■ **WHAT THE TASK ASKS**: The required output is the lines below from the line containing "Where can the light" to the line containing "column 254, row 269", inclusive, retyped exactly. No other lines belong in it.

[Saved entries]
+--
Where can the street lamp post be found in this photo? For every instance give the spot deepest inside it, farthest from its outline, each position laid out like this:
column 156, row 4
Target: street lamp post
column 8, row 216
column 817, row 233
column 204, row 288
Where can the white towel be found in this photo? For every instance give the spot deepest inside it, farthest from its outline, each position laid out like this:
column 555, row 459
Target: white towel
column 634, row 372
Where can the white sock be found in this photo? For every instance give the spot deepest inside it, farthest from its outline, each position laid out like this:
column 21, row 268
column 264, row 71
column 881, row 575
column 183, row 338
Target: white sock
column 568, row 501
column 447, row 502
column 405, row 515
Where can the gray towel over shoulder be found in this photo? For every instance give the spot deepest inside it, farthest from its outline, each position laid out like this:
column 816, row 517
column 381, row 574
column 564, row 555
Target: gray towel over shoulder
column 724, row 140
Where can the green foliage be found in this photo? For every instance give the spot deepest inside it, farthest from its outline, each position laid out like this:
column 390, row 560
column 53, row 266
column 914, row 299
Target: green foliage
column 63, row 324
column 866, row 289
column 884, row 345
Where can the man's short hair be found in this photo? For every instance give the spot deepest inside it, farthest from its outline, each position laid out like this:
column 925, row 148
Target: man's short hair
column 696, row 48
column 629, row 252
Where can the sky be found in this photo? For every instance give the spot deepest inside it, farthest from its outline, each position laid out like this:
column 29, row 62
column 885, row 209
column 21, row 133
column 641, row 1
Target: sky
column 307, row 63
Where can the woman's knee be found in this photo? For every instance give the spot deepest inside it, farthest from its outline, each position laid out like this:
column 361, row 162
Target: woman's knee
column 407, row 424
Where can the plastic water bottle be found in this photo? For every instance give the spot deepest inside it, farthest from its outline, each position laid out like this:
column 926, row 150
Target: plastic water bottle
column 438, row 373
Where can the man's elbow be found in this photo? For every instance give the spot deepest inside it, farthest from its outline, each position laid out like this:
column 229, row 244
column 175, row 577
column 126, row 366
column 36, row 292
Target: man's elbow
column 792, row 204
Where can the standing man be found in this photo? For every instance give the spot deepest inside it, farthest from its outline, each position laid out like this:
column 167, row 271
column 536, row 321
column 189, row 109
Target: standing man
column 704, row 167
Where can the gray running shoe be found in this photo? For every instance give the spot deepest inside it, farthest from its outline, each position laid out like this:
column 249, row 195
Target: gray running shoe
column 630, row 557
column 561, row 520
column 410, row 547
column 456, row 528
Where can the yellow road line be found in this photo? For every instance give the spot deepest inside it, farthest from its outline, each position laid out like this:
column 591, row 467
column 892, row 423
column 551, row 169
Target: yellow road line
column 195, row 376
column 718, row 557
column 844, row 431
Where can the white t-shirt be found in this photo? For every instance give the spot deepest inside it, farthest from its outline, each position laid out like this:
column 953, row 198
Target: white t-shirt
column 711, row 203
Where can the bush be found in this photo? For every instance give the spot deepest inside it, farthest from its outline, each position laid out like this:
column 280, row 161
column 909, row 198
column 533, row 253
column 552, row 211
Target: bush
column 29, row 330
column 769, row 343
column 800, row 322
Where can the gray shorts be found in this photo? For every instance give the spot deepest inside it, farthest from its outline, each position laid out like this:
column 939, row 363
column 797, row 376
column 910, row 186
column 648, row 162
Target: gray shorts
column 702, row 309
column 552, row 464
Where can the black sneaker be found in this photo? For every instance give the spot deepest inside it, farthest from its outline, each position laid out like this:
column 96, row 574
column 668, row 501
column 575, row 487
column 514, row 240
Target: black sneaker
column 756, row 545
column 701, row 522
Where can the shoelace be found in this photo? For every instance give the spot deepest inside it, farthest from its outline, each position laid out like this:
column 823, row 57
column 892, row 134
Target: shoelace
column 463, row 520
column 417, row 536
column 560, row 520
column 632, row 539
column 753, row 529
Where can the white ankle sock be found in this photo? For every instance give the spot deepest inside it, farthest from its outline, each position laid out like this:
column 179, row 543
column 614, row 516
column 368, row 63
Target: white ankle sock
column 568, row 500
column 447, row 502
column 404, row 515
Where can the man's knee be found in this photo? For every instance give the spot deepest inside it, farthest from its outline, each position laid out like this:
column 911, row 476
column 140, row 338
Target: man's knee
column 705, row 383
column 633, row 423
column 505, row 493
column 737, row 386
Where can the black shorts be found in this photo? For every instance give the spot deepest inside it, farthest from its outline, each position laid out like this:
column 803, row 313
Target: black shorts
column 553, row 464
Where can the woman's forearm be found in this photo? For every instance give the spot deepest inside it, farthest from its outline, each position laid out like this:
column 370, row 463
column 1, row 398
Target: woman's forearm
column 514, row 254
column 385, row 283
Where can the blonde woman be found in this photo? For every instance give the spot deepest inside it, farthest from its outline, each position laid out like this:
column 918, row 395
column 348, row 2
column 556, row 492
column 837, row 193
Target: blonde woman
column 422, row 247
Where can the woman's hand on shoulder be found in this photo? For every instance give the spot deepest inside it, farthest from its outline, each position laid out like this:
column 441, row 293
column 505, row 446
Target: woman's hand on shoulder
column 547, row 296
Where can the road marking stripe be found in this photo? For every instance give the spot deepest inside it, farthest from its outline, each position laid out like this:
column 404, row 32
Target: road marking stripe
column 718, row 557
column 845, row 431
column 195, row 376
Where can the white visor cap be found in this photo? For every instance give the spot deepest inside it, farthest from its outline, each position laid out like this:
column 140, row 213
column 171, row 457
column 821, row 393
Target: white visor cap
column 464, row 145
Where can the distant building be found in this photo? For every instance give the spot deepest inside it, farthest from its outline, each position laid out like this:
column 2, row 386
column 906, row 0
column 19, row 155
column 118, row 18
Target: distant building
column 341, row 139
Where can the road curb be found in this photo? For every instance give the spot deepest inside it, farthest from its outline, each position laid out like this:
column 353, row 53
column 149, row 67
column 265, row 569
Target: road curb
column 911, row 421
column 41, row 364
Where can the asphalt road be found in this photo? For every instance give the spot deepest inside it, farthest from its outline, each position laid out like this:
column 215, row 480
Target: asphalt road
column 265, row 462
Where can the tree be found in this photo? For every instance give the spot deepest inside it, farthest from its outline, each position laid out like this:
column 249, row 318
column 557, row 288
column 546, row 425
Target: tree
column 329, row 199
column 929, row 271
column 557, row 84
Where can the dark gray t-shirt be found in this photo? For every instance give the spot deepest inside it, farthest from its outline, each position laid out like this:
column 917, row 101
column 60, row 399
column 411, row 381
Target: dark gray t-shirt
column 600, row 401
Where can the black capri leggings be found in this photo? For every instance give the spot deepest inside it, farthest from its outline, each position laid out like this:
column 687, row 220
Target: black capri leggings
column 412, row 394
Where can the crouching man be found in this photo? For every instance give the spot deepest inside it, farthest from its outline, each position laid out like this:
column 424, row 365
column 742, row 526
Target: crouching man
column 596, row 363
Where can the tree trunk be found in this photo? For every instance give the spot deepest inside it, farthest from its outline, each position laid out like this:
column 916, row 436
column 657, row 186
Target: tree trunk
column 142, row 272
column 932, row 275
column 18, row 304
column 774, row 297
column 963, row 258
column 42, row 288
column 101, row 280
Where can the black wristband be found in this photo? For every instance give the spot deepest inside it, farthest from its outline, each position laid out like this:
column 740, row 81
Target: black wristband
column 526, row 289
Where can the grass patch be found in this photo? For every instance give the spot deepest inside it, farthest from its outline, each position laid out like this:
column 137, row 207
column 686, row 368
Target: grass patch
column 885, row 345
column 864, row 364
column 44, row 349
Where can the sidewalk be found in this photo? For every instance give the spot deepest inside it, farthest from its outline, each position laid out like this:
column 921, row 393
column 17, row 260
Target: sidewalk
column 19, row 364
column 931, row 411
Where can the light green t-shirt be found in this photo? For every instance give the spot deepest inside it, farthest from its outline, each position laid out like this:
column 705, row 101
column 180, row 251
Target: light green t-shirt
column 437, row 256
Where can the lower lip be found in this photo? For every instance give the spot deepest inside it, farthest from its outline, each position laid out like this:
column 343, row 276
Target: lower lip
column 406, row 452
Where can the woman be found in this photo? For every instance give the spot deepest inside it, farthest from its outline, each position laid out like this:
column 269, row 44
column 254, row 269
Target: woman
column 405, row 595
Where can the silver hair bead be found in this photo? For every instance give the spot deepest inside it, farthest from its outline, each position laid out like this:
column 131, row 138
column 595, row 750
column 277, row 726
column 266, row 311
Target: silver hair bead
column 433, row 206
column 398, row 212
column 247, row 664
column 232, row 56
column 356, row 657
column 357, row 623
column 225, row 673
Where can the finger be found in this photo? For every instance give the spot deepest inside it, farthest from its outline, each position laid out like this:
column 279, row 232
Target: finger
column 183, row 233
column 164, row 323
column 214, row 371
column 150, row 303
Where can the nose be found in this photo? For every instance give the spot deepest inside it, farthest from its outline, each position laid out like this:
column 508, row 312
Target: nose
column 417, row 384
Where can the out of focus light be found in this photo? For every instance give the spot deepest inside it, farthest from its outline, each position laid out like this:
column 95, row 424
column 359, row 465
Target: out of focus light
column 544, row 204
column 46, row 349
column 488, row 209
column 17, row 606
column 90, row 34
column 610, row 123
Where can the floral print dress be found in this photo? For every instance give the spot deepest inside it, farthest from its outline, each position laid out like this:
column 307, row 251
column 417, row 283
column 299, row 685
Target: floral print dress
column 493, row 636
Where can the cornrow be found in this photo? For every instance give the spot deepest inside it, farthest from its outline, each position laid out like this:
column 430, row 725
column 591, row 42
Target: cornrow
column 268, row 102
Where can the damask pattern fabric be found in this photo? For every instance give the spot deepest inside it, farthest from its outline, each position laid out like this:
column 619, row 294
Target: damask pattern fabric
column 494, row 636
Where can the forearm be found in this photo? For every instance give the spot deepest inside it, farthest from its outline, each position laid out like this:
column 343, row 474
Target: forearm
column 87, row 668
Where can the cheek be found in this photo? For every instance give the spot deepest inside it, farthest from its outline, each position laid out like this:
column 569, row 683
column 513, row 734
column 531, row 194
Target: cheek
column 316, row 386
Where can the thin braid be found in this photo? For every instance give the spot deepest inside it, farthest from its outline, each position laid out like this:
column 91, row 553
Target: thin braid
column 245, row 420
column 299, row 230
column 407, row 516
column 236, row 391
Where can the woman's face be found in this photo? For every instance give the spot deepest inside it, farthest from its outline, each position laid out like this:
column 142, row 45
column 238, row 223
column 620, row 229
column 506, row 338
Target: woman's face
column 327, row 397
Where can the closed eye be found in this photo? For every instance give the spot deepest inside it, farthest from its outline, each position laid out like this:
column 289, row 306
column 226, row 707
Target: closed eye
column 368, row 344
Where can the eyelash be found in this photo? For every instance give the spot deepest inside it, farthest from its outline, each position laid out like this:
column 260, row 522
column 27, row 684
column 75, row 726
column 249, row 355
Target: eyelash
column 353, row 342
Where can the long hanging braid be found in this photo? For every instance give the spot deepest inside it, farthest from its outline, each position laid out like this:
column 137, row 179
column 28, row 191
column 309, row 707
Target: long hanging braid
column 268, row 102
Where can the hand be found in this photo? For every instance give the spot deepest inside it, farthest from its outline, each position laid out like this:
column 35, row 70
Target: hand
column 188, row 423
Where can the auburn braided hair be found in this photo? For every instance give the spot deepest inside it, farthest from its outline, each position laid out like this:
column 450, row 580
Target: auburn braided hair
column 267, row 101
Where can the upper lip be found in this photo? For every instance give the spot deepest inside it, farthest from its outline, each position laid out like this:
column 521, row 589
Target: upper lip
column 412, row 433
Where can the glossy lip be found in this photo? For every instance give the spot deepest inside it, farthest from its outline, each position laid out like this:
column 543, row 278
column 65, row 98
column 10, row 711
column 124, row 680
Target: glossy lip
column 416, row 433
+--
■ **RESPONSE BELOW**:
Where can the light green t-shirt be found in this photo? For every instance give the spot deepest inside it, farthest from its outline, each position laid out like this:
column 705, row 101
column 180, row 251
Target: light green t-shirt
column 437, row 256
Where can the lower lip be found in this photo? For every instance give the spot deepest inside it, farthest from its outline, each position laid out like this:
column 343, row 276
Target: lower lip
column 406, row 452
Where can the woman be found in this photo? For every instance give the spot deepest inside it, farthest from its outline, each position laid out like this:
column 269, row 44
column 254, row 269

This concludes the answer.